━━ EXCERPT PROVIDED ━━

A More Creative Post Increment



  • Ran into the following gem recently while digging through some Java code in one of our company's web applications.

       <FONT face="Courier New">selected = selected++;</FONT>

    Well, at least he sorta gets it.



  • Maybe he's just cautious. Sometimes those unary operators don't take.

    (joke)



  • @wgh said:

    Ran into the following gem recently while digging through some Java code in one of our company's web applications.

       <font face="Courier New">selected = selected++;</font>

    Well, at least he sorta gets it.



    Uhhhh you should make sure you track that dev down. That works by accident. Make sure they know what's going on. (assignment, then incrementation.... lucky that he's incrementing the variable being assigned)


  • @GoatCheez said:

    @wgh said:

    Ran into the following gem recently while digging through some Java code in one of our company's web applications.

       <font face="Courier New">selected = selected++;</font>

    Well, at least he sorta gets it.



    Uhhhh you should make sure you track that dev down. That works by accident. Make sure they know what's going on. (assignment, then incrementation.... lucky that he's incrementing the variable being assigned)

    Actually that doesn't work. The variable selected will never be incremented in that code! If you don't believe me try it for yourself. You need to remove the assignment and bring this to the attention of the developers (most of them probably don't understand why this doesn't work.

    What actually happens here is

    • The value of selected is resolved.
    • The value of selected is incremented.
    • The value that was previously resolved (the non-incremented value of selected) is assigned back to selected
    In this case the '++' operator is a lost operation and no increment actually takes place.



  • @smbell said:


    What actually happens here is

    • The value of selected is resolved.
    • The value of selected is incremented.
    • The value that was previously resolved (the non-incremented value of selected) is assigned back to selected
    In this case the '++' operator is a lost operation and no increment actually takes place.



    Strange.  I woulda guessed that step #2 would happen before step #3, so I tried it out in PHP.  You're 100% correct.

    Honestly, I'd cut the guy a little slack.  There aren't many things in C-esqe syntax that work like the increment operator.


  • Yup.  At least in c++, that's correct.

    #include <iostream>

    int main() {
        int a = 42;
        a = a++;
       
        std::cout << a << std::endl;
        return 0;
    }


    This displays 42.



  • @shadowman said:

    Yup.  At least in c++, that's correct.

    #include <iostream>

    int main() {
        int a = 42;
        a = a++; // whups
       
        std::cout << a << std::endl;
        return 0;
    }


    This displays 42.


    ...on your machine, compiler, and configuration.  The statement marked "whups" has, formally, undefined behaviour.  The program could print 42, 43, 41, format your hard drive, mail nasty pictures of yourself and a goat to your boss, or make demons fly out your nose and still fall within the C++ specification.



  • @merreborn said:


    Honestly, I'd cut the guy a little slack.  There aren't many things in C-esqe syntax that work like the increment operator.

    I agree. I'd bring it up as a good lesson for everybody.



  • @Angstrom said:

    @shadowman said:
    Yup.  At least in c++, that's correct.

    #include <iostream>

    int main() {
        int a = 42;
        a = a++; // whups
       
        std::cout << a << std::endl;
        return 0;
    }


    This displays 42.

━━━
━━ SUPPLIED MATERIAL ━━

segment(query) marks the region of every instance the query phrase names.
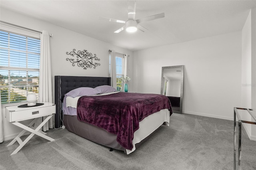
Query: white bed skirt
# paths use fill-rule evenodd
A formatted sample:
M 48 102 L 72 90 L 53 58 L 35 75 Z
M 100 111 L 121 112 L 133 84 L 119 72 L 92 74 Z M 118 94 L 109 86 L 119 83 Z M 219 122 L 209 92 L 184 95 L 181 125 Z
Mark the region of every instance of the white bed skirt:
M 150 115 L 140 122 L 140 128 L 134 133 L 132 140 L 133 148 L 132 150 L 126 149 L 126 154 L 128 154 L 134 151 L 136 149 L 135 144 L 140 142 L 165 122 L 167 122 L 167 125 L 169 126 L 170 111 L 168 109 L 161 110 Z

━━━

WRITTEN TASKS:
[1] In the forum thread about post increment, in which language did one poster test the code to confirm that the increment is lost?
[2] Write the next part of the forum thread about post increment, starting right after its final line.

REPLIES:
[1] PHP

[2]
    ...on your machine, compiler, and configuration.  The statement marked "whups" has, formally, undefined behaviour.  The program could print 42, 43, 41, format your hard drive, mail nasty pictures of yourself and a goat to your boss, or make demons fly out your nose and still fall within the C++ specification.

    In C/C++ (I'm pretty sure both) this has undefined behaviour, but in Java it's behaviour is specifically ordered. Basically the unary increment operator has a higher precedent than the assignment operator. I've seen it work both ways with various C++ compilers (although I can't remember it ever mailing those pictures to my boss, guess I've been lucky).



  • @smbell said:

    @merreborn said:

    Honestly, I'd cut the guy a little slack.  There aren't many things in C-esqe syntax that work like the increment operator.

    I agree. I'd bring it up as a good lesson for everybody.



    Yah.... I just got pwnd.....Learn something every day!


  • @smbell said:

    @Angstrom said:
    @shadowman said:
    Yup.  At least in c++, that's correct.

    #include <iostream>

    int main() {
        int a = 42;
        a = a++; // whups
       
        std::cout << a << std::endl;
        return 0;
    }


    This displays 42.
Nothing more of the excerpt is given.